In this week’s Digest, there were two interesting decisions handed down by the Court of Appeal (Criminal Division). In the first, a conviction for conspiracy to import cannabis was quashed on the basis that the evidence had been admitted which, in its unredacted form, was prejudicial to the appellant. In the second, the trial judge gave no direction as to the admitted hearsay evidence, but a conviction of murder was upheld since this did not amount to a material misdirection. Elsewhere, the Administrative Court upheld the decision of the Criminal Cases Review Commission not to refer the claimant’s case for a third time to the Court of Appeal and the Court quashed an order for costs made in the Crown Court as the judge has erred in his application of s.19 of the Prosecution of Offences Act 1985.

 

R v. RJ [2017] EWCA Crim 1943

The judgment, available here, was handed down by Lord Justice Simon on 28.11.17.

This was an appeal against conviction for conspiracy to import cannabis on the grounds that the judge erred in (i) admitting evidence which should have been excluded and (ii) allowing evidence of his previous conviction to be adduced. The appeal was allowed and the conviction quashed on the basis that an important piece of evidence – the appellant’s notebook –  should not have been put before the jury in the form it was and, in addition, there was no appropriate direction in relation to that piece of evidence such that the conviction was rendered unsafe.

 

R v. Daley [2017] EWCA Crim 1971

The judgment, available here, was handed down by Lord Justice Simon on 01.12.17.

This was an appeal against a conviction for murder on the basis that the judge’s handling of the hearsay evidence relating to the appellant’s character at trial amounted to a material misdirection rendering the appellant’s conviction unsafe. The appeal was dismissed. Owing to the fact that the hearsay evidence had become far less significant in the context of the issue the jury had to determine, the judge’s omission to give a direction as to the utility and limits of hearsay evidence did not amount to a material misdirection rendering the conviction unsafe.

_Given records_
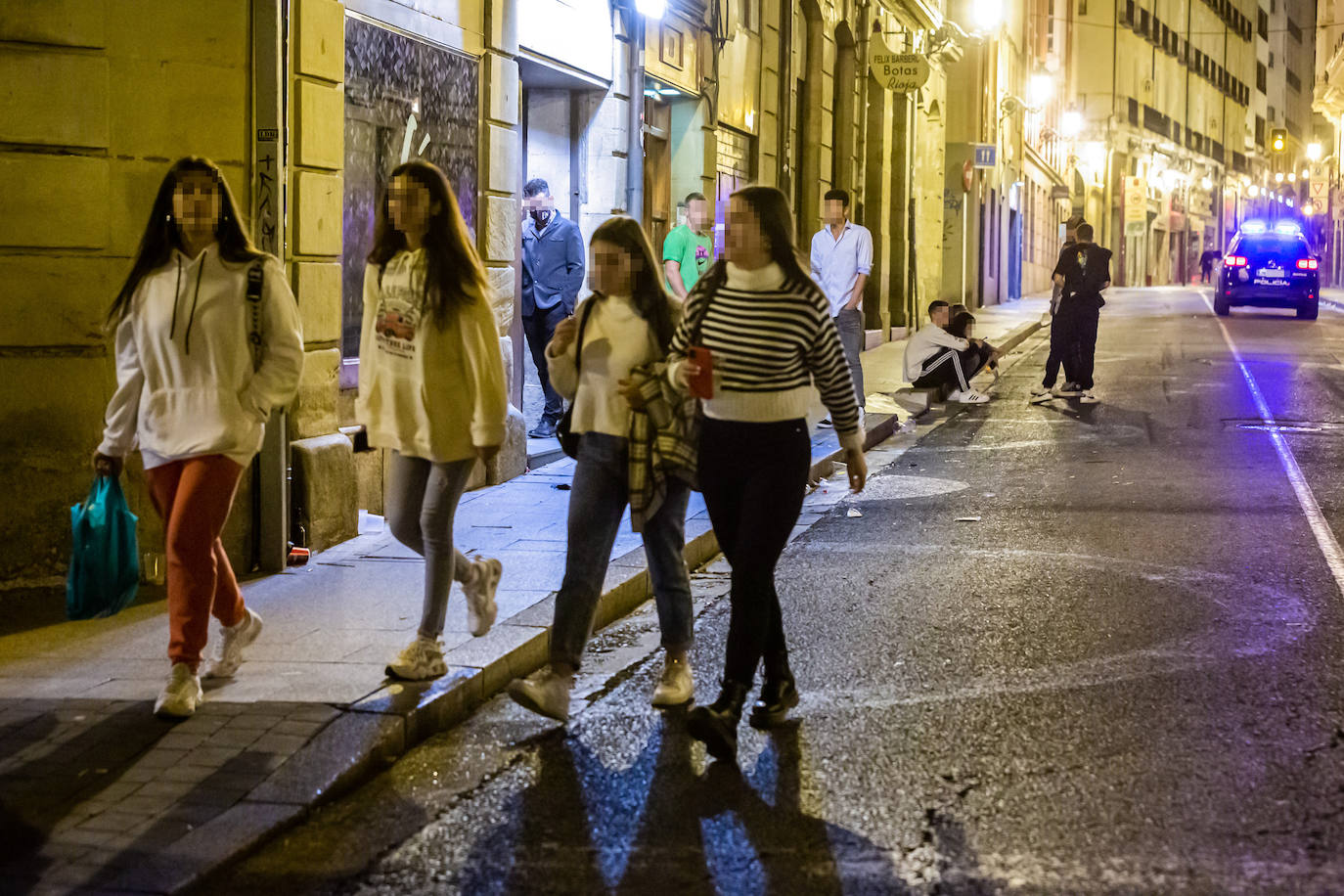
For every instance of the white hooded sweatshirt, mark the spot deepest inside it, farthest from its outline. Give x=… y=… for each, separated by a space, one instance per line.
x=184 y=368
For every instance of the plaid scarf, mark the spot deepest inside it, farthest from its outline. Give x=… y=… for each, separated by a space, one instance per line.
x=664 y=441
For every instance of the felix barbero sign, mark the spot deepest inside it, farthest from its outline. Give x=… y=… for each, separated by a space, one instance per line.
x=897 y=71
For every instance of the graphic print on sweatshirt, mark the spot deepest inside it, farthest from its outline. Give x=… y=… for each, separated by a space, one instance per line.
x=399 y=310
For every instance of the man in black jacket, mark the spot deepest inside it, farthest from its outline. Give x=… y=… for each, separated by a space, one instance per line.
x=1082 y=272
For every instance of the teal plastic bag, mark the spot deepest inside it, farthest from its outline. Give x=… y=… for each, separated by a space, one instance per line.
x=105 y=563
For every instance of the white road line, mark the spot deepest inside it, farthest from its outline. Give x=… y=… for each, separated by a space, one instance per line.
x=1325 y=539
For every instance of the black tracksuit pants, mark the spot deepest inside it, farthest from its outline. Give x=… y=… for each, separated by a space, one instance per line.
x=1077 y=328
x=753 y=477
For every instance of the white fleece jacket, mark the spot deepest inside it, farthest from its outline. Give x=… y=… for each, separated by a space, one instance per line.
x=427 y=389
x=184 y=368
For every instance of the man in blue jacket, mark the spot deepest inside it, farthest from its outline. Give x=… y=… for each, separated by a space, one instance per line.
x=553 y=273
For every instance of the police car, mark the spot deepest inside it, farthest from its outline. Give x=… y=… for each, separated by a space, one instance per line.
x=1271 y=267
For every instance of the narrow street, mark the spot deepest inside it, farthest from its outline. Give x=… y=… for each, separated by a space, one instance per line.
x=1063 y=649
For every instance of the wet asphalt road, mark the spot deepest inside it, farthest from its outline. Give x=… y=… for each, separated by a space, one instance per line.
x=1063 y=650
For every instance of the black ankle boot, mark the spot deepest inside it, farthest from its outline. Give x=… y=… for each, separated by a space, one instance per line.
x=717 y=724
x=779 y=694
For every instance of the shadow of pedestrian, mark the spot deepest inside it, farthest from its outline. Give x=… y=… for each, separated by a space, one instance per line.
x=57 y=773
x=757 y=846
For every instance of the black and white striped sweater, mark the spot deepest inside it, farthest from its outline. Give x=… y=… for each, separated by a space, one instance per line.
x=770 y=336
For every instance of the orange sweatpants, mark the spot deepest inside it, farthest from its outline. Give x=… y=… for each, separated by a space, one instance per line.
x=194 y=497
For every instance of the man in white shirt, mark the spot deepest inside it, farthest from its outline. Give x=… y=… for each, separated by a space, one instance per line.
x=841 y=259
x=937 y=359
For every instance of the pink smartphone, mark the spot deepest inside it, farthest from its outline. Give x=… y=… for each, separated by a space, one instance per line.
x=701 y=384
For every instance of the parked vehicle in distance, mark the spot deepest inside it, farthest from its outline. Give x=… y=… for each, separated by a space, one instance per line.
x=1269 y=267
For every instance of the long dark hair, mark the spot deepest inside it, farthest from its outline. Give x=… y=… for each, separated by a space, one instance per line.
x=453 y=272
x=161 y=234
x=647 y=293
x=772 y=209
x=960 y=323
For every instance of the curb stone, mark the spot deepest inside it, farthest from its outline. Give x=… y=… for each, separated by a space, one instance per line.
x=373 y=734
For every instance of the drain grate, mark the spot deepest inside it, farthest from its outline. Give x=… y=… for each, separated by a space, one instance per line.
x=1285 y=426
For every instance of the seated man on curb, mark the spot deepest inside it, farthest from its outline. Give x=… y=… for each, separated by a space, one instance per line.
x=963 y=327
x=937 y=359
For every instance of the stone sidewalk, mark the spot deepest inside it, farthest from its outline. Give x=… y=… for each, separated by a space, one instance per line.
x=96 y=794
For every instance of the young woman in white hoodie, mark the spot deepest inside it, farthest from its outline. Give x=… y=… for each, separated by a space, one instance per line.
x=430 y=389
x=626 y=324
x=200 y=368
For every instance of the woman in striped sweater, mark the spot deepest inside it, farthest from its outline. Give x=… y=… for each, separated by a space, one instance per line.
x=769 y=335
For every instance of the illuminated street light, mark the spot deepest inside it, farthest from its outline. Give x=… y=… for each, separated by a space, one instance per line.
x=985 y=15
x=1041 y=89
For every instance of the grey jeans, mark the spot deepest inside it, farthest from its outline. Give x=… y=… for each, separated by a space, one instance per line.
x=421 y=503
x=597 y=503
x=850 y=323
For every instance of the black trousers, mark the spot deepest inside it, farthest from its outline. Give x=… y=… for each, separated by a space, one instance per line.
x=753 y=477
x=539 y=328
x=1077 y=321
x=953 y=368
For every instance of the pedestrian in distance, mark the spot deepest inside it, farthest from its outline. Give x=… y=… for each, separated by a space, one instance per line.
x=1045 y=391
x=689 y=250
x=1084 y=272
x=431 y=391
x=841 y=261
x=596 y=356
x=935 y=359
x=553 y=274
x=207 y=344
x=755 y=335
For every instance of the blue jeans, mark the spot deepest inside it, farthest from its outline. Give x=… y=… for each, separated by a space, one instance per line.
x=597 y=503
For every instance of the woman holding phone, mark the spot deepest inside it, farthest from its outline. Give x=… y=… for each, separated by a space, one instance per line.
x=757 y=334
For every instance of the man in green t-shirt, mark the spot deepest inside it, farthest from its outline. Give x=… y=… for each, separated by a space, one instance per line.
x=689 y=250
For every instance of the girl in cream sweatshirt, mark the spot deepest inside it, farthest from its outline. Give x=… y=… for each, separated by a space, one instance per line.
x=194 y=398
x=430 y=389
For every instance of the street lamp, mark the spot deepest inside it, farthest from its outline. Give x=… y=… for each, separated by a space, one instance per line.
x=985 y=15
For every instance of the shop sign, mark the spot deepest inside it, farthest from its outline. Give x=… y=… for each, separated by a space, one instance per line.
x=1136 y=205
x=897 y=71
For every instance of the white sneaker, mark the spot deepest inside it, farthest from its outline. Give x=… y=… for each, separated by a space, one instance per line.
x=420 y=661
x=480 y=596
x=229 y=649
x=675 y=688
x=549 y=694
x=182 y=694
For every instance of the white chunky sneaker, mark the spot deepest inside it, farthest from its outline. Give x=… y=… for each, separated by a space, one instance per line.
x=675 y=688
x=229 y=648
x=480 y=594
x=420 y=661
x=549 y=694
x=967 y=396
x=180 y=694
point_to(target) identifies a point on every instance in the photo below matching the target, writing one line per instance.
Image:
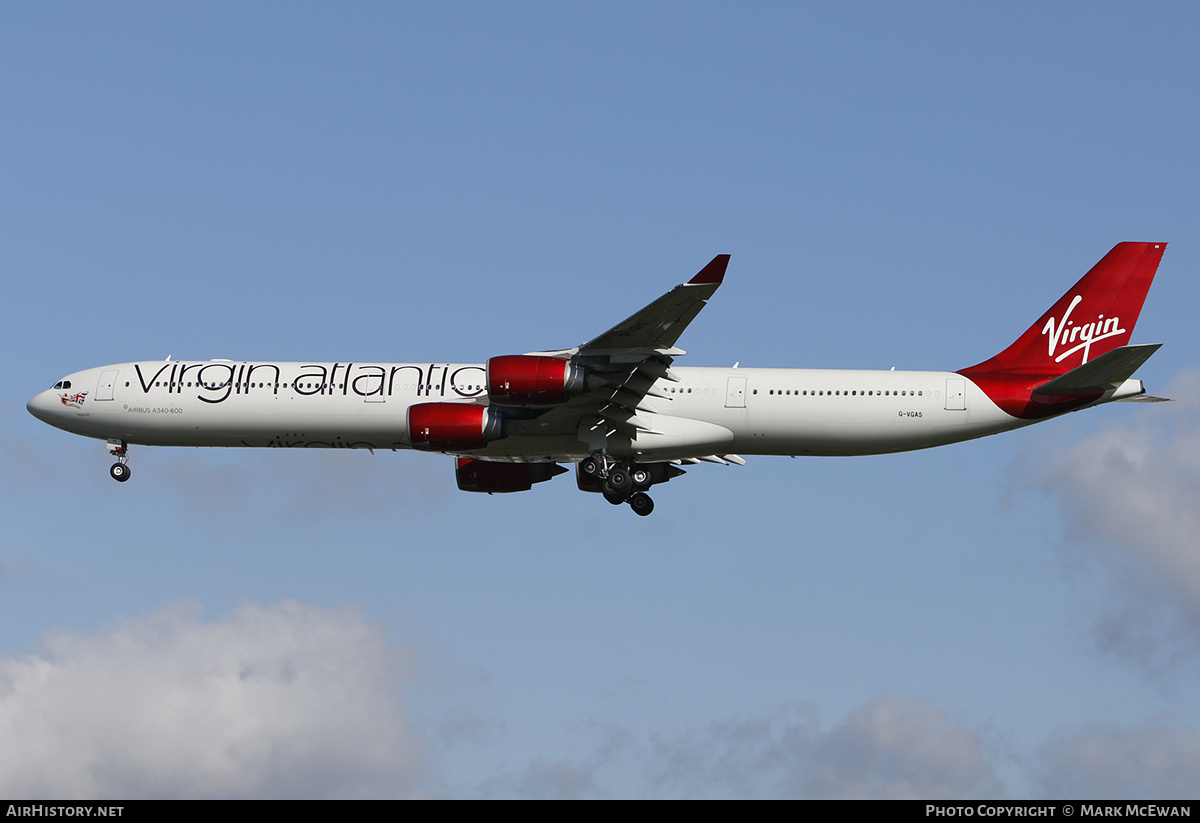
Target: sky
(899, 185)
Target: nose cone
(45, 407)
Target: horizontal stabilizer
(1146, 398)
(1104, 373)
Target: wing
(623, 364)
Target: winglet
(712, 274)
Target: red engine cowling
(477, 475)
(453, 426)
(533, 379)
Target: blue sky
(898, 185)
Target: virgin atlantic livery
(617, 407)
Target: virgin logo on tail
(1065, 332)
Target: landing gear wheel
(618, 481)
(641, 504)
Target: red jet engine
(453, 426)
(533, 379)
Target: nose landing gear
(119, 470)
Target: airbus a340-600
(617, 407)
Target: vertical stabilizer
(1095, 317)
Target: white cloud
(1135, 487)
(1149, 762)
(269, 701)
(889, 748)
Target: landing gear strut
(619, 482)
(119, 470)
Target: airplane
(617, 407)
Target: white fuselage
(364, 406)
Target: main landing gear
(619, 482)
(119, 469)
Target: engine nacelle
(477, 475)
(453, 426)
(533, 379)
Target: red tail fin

_The tasks_
**A.** According to the criminal appeals digest, who handed down the judgment in R v. Daley, and on what date?
**B.** Duplicate the criminal appeals digest word for word, everything from "R v. RJ [2017]" down to "was rendered unsafe.".
**C.** Go on with the criminal appeals digest, beginning after its last sentence.

_Outputs_
**A.** Lord Justice Simon handed it down on 01.12.17.

**B.**
R v. RJ [2017] EWCA Crim 1943

The judgment, available here, was handed down by Lord Justice Simon on 28.11.17.

This was an appeal against conviction for conspiracy to import cannabis on the grounds that the judge erred in (i) admitting evidence which should have been excluded and (ii) allowing evidence of his previous conviction to be adduced. The appeal was allowed and the conviction quashed on the basis that an important piece of evidence – the appellant’s notebook –  should not have been put before the jury in the form it was and, in addition, there was no appropriate direction in relation to that piece of evidence such that the conviction was rendered unsafe.

**C.**
R (on the application of Hart and others) v. The Crown Court at Blackfriars and another [2017] EWHC 3091 (Admin)

The judgment, available here, was handed down by Lord Justice Holroyde on 30.11.17 sitting in the Administrative Court.

This was an application for judicial review of the issue and execution of two search warrants, issued in the Crown Court at Blackfriars on 12 December 2016 and executed by searched of the claimants’ premises on 14 December 2016. The basis for the challenge was the, in making their application, HMRC (the second defendant) misrepresented the law and facts to the judge in important respects. The claim succeeded on the narrow basis that HMRC overstated their case without sufficient foundation or disclosure to enable the judge to give fair consideration to it. There was, in the judgment of the court, a material misrepresentation of the facts and a failure to draw the relevant matters to the judge’s attention.

 

R (on the application of Gilfoyle) v. Criminal Cases Review Commission [2017] EWHC 3008 (Admin)

The judgment, available here, was handed down by Lady Justice Sharp on 24.11.17 sitting in the Administrative Court.

The claimant sought judicial review of the defendant’s decision not to refer the claimant’s conviction for murder to the Court of Appeal. The claimant had on two previous occasions appealed unsuccessfully to Court of Appeal and on this occasion contended that the defendant’s decision not to refer was irrational in a number of respects. The claim failed and permission to review refused on the basis that no element of the decision was irrational and that the court was thus not entitled to interfere with the defendant’s lawful exercise of discretion.

 

Wright v. Parole Board of England and Wales [2017] EWHC 3007 (Admin)

The judgment, available here, was handed down by Mr Justice Jeremy Baker on 27.11.17 sitting in the Administrative Court.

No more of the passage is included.